[Document]
** begin **
Horne begins the interview by identifying the current challenges to the fortitude of U.S. imperialism, and its “drastic geostrategic miscalculation” on the part of the upholders of capitalism, which “is also jeopardizing…the calling card of the North Atlantic countries for centuries now” — that is, “white supremacy itself.”

Dr. CBS and Dr. Layla Browne’s interview with Gerald Horne starts around 1:01:20. You can watch it below or at the RemiX Morning Show

Charisse Burden-Stelly co-authored, with Horne, W. E. B. Du Bois: A Life in American History and not so long ago wrote the article “Modern U.S. Racial Capitalism,” for Monthly Review.
** end **
[The exercise]
For each numbered statement, answer yes or no according to the text about the Gerald Horne interview, and quote the words from that text that settle it.
1. The interview with Gerald Horne starts around 1:01:20.
2. Horne ends the interview by identifying the current challenges to U.S. imperialism.
3. Charisse Burden-Stelly wrote the article "Modern U.S. Racial Capitalism" for Monthly Review.

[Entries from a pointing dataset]
** begin **
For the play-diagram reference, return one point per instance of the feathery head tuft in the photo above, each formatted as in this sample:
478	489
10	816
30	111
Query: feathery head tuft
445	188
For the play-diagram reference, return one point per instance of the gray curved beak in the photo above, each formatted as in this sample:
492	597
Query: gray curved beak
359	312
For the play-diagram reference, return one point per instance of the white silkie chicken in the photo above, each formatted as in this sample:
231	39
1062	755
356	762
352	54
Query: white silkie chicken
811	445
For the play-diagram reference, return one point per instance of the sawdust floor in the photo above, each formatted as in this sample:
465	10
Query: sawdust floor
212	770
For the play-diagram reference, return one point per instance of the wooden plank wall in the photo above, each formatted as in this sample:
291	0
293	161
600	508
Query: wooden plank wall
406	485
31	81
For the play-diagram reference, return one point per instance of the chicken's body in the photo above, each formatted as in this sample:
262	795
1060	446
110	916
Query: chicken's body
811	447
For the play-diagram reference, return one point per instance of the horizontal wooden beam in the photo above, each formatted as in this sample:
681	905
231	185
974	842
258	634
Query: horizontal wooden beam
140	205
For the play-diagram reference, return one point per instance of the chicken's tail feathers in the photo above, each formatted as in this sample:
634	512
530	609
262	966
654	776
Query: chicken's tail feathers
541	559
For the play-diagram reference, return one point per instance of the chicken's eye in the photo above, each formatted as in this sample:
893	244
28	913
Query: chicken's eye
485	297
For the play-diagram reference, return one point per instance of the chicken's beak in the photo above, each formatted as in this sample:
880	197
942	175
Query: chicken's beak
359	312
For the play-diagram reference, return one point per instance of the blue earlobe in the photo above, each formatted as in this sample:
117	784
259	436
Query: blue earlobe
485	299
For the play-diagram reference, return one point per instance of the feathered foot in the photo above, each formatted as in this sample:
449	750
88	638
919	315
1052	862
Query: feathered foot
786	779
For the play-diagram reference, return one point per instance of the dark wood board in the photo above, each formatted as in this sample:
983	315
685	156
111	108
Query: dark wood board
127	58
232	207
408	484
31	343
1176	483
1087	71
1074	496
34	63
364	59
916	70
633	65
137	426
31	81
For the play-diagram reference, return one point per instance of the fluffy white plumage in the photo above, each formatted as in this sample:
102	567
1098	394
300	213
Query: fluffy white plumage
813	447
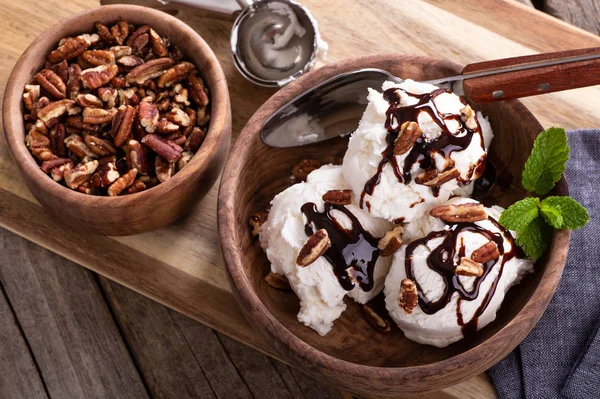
** end **
[Task response]
1. Yes: "interview with Gerald Horne starts around 1:01:20"
2. No: "Horne begins the interview by identifying the current challenges to the fortitude of U.S. imperialism"
3. Yes: "wrote the article “Modern U.S. Racial Capitalism,” for Monthly Review"